» THE EXERCISE: Locate every line in the items below that contains the word "pineapple" and copy each one. Case counts.

—————

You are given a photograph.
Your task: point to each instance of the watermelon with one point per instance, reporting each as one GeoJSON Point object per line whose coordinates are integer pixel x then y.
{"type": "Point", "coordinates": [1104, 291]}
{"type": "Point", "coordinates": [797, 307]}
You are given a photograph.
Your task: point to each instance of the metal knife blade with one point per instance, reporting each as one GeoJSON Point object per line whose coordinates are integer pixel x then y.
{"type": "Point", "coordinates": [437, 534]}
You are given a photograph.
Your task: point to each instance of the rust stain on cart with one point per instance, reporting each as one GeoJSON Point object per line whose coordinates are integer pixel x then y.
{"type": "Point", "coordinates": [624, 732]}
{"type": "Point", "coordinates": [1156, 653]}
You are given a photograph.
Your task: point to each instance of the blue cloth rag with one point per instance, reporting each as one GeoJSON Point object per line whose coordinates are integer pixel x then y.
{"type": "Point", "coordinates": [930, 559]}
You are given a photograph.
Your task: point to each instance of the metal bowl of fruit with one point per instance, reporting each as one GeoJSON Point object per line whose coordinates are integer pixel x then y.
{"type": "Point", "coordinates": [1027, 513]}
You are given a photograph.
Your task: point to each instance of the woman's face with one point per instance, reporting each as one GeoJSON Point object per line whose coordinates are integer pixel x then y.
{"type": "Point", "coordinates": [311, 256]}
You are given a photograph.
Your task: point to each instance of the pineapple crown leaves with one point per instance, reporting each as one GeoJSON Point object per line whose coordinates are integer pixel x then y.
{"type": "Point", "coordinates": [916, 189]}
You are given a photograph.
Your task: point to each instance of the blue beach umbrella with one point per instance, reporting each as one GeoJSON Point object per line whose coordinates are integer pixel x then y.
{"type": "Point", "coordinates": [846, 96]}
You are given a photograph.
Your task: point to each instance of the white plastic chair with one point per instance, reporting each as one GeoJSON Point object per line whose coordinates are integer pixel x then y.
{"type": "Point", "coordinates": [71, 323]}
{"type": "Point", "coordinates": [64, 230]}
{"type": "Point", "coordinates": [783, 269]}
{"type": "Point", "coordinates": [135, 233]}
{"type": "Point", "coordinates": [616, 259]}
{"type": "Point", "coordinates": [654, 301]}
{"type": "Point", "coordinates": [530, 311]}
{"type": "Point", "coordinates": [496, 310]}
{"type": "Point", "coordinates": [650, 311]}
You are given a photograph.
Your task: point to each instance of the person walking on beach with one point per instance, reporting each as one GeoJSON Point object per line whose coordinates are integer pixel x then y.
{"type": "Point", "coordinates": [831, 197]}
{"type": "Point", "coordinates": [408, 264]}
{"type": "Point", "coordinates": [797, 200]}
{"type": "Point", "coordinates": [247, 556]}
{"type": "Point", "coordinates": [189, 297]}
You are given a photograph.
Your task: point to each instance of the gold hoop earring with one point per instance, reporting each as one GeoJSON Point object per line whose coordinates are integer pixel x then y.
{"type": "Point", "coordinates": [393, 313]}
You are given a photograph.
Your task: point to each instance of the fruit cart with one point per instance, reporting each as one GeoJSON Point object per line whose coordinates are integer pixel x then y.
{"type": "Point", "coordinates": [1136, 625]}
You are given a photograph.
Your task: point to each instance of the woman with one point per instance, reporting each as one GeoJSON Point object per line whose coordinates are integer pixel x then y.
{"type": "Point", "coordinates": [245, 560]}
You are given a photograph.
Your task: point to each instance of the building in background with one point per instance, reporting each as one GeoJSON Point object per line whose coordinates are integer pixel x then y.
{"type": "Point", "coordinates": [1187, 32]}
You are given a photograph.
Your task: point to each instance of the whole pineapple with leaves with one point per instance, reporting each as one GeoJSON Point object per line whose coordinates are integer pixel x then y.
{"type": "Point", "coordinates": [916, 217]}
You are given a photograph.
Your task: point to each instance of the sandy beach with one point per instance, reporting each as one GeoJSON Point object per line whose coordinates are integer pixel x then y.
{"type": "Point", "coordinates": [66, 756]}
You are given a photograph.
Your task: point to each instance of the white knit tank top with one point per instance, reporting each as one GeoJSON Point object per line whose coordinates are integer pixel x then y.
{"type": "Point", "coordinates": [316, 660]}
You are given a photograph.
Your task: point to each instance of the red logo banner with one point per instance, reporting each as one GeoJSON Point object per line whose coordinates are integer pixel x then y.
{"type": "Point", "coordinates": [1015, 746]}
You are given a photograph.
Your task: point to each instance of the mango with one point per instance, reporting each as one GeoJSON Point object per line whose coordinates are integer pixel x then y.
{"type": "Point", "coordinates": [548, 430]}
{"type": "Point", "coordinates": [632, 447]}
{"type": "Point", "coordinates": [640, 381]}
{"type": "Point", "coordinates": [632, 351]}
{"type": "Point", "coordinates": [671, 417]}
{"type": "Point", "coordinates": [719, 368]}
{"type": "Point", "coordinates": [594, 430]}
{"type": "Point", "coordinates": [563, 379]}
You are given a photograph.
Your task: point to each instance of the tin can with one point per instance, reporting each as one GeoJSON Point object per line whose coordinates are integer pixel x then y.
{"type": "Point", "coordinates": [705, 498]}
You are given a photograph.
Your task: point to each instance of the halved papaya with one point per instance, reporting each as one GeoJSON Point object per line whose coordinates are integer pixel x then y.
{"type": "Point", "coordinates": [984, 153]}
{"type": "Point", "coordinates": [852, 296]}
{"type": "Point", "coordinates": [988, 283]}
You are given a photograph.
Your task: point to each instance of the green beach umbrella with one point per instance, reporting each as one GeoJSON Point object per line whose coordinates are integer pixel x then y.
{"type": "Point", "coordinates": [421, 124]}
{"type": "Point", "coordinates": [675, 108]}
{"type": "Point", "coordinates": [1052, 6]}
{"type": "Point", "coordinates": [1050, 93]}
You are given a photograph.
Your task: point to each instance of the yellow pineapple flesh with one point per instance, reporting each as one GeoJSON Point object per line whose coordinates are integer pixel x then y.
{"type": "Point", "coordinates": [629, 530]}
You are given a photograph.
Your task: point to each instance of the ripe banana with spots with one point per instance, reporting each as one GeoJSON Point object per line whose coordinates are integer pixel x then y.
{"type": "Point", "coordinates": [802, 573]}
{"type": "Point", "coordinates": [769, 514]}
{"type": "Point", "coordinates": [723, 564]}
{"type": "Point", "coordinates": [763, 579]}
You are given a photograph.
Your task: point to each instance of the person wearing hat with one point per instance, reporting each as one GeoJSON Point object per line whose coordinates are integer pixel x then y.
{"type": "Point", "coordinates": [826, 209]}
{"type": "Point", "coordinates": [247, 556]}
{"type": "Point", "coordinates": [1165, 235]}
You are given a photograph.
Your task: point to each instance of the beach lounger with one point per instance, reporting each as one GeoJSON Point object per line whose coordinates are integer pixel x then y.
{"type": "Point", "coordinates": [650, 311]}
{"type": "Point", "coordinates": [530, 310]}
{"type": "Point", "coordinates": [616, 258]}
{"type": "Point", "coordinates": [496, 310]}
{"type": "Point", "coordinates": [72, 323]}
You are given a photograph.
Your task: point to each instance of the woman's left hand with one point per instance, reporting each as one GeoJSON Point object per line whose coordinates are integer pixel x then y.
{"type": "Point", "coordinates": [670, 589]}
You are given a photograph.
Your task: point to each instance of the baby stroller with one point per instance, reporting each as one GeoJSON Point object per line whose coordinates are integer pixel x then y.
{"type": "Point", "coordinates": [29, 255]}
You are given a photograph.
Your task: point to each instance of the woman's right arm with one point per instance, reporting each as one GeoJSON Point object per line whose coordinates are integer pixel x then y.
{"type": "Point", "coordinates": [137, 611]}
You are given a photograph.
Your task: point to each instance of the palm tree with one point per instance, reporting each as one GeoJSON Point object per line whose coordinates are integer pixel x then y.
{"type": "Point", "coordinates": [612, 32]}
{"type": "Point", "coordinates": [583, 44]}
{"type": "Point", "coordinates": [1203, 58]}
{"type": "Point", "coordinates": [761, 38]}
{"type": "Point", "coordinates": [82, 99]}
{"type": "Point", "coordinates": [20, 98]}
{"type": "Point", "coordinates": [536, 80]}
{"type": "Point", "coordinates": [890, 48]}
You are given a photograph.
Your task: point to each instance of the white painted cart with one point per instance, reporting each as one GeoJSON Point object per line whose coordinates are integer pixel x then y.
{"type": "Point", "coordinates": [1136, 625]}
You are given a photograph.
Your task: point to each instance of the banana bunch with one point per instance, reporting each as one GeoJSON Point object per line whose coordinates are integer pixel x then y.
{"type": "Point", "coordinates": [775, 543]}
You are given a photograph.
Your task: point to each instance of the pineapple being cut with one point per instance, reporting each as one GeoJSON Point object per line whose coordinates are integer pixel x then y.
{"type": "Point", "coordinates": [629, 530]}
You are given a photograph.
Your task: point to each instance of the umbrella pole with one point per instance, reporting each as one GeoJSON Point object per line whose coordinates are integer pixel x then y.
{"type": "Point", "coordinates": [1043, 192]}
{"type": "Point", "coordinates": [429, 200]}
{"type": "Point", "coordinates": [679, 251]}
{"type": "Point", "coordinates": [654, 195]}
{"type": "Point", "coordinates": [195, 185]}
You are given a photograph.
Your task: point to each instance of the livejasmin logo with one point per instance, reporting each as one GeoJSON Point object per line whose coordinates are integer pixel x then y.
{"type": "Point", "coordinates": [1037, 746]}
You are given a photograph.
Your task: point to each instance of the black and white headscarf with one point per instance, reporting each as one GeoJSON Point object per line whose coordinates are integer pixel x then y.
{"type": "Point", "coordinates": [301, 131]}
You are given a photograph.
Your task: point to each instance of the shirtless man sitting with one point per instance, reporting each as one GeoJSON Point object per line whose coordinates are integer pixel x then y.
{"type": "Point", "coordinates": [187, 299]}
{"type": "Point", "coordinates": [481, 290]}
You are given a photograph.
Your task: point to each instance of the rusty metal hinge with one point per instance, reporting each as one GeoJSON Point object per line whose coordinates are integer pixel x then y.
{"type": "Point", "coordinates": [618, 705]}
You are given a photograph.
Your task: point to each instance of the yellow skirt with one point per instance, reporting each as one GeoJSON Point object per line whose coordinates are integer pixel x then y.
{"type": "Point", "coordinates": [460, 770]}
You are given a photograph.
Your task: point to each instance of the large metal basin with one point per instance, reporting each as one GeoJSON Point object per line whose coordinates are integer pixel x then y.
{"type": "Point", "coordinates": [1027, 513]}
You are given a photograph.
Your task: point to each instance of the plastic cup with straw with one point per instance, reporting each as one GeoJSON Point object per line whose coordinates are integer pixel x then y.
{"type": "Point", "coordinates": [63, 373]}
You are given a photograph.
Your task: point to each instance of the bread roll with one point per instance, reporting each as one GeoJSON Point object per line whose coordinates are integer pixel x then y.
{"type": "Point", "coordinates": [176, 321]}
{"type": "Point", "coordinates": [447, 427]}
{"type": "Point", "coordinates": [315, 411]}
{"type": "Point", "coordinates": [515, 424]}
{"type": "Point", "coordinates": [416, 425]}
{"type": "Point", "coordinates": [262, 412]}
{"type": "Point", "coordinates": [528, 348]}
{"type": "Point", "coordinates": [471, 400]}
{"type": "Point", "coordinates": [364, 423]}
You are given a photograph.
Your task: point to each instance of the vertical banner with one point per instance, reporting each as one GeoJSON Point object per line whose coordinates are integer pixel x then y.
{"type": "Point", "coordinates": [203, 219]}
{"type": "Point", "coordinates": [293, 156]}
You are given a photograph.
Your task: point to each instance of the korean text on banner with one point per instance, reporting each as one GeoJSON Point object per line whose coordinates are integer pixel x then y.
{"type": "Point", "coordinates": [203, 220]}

—————

» EXERCISE SOLUTION:
Your task: point to each instance of the pineapple crown leaves with one point per instance, reporting each as one GeoJSON Point object per line whose coordinates are integer pixel x then y.
Your task: point to each instance of the whole pineapple with leaves with one point per instance, reporting each as one GeoJSON Point object per line whose coordinates are integer pixel x then y.
Your task: point to each instance of the yellow pineapple flesh with one point per instance, reporting each as one GeoJSON Point object per line whose coordinates are integer pixel x then y.
Your task: point to each instance of the pineapple being cut with one point per instance, reporting each as one GeoJSON Point object per line whose coordinates are integer pixel x then y.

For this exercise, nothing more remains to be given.